Written request:
Return the lines beginning at the one that contains "else: point(816, 585)." and continuing to the end of the entries, including both ends, exactly as written and nothing else.

Input data:

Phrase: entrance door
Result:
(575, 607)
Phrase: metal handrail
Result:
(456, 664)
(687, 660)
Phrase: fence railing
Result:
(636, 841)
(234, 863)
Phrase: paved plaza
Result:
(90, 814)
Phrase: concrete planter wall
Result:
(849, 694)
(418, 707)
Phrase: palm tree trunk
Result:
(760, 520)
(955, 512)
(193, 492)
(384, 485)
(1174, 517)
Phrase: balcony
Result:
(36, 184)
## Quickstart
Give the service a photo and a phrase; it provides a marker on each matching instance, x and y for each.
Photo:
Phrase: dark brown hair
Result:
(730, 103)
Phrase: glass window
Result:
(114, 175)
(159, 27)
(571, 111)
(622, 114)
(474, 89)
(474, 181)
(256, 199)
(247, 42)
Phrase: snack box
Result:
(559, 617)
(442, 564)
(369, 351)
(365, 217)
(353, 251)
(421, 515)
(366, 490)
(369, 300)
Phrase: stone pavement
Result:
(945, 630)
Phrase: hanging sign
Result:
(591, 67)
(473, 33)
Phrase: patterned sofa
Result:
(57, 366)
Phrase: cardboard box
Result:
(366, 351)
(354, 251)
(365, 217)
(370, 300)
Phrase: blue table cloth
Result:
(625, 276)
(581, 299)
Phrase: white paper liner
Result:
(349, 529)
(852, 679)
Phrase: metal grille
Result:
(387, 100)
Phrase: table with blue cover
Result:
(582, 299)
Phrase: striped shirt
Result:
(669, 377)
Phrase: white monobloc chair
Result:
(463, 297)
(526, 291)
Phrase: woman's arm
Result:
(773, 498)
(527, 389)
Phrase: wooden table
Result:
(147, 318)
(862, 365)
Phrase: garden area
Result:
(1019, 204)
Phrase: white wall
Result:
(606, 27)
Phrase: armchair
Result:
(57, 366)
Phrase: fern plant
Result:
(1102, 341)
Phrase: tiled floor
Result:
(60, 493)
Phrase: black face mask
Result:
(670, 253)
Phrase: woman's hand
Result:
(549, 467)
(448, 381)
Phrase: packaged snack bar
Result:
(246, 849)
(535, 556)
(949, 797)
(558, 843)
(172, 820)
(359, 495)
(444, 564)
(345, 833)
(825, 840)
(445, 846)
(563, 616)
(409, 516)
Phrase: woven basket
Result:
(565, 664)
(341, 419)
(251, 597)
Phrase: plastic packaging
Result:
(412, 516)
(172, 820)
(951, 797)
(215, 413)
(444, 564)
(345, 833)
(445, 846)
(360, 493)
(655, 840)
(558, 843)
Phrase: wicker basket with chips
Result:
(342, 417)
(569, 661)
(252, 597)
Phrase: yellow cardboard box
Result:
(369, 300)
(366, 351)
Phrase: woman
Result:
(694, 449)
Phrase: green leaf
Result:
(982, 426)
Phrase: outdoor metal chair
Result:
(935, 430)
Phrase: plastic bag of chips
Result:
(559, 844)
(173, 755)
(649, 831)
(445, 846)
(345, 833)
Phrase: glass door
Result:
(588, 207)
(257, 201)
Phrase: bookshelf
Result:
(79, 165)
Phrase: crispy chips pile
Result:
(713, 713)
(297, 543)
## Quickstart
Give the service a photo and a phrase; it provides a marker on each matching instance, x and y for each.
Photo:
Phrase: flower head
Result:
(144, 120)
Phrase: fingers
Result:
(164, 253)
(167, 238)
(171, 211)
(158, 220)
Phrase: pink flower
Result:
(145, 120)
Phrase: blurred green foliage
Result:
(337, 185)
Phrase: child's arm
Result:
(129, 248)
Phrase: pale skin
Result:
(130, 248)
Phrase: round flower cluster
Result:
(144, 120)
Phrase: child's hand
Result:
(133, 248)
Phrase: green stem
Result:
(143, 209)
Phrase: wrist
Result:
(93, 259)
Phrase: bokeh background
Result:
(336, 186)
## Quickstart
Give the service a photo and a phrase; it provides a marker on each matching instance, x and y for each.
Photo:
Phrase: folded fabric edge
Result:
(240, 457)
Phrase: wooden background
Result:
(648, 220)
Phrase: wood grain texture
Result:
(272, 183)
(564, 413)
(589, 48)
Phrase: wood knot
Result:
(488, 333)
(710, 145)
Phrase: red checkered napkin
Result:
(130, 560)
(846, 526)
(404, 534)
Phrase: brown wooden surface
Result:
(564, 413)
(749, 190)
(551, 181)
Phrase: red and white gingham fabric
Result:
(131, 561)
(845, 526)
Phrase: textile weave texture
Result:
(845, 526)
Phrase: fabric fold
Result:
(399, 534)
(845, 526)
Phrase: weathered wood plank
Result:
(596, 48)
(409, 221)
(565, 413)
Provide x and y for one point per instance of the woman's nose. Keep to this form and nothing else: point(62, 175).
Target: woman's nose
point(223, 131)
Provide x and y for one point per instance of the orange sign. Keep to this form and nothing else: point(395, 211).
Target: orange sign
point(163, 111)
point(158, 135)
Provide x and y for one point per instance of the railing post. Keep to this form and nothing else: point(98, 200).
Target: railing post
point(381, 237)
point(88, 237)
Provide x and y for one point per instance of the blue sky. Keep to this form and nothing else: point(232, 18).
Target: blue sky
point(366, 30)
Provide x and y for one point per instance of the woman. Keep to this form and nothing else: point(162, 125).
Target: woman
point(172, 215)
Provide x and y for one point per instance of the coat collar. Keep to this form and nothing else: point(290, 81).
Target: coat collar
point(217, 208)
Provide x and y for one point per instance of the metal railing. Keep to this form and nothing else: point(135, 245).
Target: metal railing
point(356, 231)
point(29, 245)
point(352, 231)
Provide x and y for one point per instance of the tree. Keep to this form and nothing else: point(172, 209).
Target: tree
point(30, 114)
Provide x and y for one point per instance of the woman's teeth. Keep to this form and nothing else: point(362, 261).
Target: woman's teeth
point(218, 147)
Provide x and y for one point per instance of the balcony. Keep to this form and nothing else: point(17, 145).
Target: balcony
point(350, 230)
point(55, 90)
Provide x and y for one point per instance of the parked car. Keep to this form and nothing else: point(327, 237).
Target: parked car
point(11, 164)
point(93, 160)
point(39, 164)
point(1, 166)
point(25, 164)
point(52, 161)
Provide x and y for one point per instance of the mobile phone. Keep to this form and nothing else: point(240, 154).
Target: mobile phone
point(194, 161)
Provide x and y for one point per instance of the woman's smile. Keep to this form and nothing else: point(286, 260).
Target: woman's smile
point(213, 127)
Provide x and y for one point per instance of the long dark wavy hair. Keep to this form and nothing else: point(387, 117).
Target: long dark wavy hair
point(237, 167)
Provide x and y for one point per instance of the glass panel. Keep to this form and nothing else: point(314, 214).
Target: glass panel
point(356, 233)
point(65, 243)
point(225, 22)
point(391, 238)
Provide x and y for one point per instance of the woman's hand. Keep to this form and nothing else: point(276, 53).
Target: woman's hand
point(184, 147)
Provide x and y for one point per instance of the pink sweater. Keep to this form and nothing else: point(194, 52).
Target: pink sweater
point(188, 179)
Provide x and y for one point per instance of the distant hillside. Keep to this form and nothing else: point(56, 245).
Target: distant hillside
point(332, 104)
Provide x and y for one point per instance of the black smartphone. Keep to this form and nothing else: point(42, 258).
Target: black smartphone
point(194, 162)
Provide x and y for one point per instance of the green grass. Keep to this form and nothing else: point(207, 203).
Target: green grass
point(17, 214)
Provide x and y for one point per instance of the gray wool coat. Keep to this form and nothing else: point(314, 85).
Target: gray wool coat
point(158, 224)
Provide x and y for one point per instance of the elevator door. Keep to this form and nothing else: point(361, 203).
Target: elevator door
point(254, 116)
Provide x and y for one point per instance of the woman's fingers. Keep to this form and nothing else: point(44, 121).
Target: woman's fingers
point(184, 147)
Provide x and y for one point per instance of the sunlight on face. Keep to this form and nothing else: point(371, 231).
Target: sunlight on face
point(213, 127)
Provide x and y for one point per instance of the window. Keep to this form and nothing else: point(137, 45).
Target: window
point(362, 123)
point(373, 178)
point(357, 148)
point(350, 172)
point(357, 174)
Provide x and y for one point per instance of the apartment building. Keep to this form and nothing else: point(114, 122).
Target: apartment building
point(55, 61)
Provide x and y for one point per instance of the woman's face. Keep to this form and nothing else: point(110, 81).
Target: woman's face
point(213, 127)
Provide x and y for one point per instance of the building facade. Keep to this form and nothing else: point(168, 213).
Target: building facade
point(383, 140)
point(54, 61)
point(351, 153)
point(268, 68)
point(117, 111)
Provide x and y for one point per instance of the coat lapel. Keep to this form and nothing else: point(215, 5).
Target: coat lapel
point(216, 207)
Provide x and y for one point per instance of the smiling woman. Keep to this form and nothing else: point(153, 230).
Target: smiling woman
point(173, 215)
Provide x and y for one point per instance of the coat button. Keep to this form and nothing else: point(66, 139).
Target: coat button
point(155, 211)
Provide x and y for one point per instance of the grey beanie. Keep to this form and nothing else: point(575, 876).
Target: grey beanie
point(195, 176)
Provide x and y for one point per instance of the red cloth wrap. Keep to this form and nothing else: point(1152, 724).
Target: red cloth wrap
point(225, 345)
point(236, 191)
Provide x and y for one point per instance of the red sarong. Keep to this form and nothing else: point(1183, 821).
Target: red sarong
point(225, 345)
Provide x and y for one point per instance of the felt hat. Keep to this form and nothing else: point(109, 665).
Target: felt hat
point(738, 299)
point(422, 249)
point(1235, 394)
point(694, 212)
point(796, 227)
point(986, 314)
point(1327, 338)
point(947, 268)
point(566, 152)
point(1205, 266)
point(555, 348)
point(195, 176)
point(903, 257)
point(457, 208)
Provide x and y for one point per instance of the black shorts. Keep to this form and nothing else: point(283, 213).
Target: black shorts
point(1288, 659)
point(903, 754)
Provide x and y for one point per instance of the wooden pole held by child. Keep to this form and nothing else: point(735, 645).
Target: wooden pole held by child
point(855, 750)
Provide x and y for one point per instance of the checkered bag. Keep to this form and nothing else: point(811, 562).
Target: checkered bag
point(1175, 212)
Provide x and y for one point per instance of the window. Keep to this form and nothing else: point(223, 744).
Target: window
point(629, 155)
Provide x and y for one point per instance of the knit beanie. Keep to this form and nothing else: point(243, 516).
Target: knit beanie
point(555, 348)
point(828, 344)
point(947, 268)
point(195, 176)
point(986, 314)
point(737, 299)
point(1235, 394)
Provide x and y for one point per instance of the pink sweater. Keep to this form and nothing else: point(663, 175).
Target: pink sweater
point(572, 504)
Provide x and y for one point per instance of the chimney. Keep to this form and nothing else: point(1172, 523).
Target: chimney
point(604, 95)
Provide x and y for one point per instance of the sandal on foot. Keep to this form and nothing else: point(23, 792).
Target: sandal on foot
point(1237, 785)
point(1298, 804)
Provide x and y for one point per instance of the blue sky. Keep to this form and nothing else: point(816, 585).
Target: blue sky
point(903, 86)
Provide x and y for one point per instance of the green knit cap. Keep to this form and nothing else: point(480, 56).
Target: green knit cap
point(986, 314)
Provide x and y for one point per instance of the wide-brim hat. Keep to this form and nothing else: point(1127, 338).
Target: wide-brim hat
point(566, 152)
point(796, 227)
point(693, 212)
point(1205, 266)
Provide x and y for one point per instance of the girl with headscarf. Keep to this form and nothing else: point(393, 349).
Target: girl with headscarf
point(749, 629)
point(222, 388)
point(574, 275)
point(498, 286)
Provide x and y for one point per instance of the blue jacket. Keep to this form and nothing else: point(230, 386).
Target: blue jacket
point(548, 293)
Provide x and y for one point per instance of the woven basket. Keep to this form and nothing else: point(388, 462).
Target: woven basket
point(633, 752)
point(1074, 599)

Exercise answer:
Provide x and y for one point per instance of the blue sky. Keep to this form and nothing else: point(816, 585).
Target: blue sky
point(903, 86)
Provide x and y for one point per instance of the green knit cap. Keep to this form and nothing else: point(480, 56).
Target: green knit cap
point(986, 314)
Provide x and y for one point per instance of the wide-brim hat. Keep to this form and nothing else: point(1127, 338).
Target: wide-brim hat
point(566, 152)
point(796, 227)
point(693, 212)
point(1205, 266)
Provide x and y for one point per instance of the girl with headscarf. Keep to this form and nothing else: point(393, 349).
Target: girl with headscarf
point(749, 629)
point(222, 388)
point(574, 275)
point(498, 286)
Provide x and y for one point per instance of the blue jacket. Keep to this form and nothing else: point(230, 386).
Target: blue jacket
point(548, 293)
Provide x and y for one point per instance of the woven basket. Keep to this form and nothing else: point(388, 462).
Target: woven basket
point(633, 752)
point(1074, 599)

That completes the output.